▶ _Instruction_:
Return verbatim the run of lines that opens with the line holding "Where can you spot the sleeveless" and closes with the last line of the records.

▶ _Records for this exercise_:
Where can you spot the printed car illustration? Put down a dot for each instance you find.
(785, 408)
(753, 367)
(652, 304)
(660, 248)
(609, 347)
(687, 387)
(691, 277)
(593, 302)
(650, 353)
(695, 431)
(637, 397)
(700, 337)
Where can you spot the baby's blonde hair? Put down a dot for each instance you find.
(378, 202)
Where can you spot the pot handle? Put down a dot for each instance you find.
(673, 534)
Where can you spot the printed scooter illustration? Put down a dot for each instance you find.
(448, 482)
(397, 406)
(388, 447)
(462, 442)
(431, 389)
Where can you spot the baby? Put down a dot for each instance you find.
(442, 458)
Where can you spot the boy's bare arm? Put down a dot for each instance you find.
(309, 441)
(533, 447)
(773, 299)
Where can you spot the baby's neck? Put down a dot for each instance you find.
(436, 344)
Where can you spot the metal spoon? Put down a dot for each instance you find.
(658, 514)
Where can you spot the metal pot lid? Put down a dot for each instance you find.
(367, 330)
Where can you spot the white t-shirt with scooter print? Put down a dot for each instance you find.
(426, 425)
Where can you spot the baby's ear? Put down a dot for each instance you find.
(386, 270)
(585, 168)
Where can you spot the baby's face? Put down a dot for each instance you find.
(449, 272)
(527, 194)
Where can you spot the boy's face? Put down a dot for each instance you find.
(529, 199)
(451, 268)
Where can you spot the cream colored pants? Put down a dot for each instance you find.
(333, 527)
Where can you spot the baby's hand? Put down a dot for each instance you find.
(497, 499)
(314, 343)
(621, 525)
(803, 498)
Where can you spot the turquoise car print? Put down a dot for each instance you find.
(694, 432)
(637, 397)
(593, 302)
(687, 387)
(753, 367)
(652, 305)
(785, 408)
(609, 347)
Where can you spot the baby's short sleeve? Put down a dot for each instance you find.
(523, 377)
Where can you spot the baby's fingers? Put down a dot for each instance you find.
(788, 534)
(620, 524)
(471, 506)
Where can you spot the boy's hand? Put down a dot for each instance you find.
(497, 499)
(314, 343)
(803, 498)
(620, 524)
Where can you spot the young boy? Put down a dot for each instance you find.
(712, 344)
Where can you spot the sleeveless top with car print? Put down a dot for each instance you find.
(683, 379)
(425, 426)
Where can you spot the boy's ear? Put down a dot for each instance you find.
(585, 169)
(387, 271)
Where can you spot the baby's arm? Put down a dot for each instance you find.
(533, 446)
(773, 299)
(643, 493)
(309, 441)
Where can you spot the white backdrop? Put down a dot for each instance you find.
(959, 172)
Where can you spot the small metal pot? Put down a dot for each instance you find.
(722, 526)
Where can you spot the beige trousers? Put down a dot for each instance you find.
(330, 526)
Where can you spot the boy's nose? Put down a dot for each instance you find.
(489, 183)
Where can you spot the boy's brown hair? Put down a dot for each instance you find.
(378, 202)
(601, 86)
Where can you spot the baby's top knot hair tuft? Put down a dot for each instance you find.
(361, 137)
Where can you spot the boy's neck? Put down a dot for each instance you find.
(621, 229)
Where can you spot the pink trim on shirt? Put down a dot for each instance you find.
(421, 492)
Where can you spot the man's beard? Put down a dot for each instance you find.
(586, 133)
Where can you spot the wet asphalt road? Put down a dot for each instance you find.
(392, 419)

▶ _Expected answer_:
Where can you spot the sleeveless top with car print? Put down a dot for each instance you find.
(683, 379)
(425, 426)
Where can you spot the boy's ear? Put down a dot for each instance you find.
(585, 169)
(387, 271)
Where can you spot the baby's arm? Put down a dot for each instance you find.
(533, 446)
(773, 299)
(643, 493)
(309, 441)
Where can you spot the white backdrop? Put down a dot for each instance you find.
(959, 172)
Where can you spot the small metal pot? Put down a dot for each instance you find.
(722, 526)
Where can you spot the beige trousers? Put down a dot for each instance you find.
(330, 526)
Where can you spot the boy's nose? Put down a dot for each instance you find.
(489, 183)
Where can you spot the boy's brown hair? Put down a dot for each instance you find.
(378, 202)
(601, 86)
Where can you spot the baby's top knot hair tuft? Put down a dot for each instance you find.
(361, 137)
Where can you spot the boy's neck? Put down a dot for each instance you find.
(621, 229)
Where can you spot the pink trim on shirt? Put down a dot for each instance you find.
(421, 492)
Where can you spot the man's beard? Put down a dot for each instance you find.
(586, 133)
Where can you spot the wet asphalt road? Put down a dot for each instance you find.
(392, 419)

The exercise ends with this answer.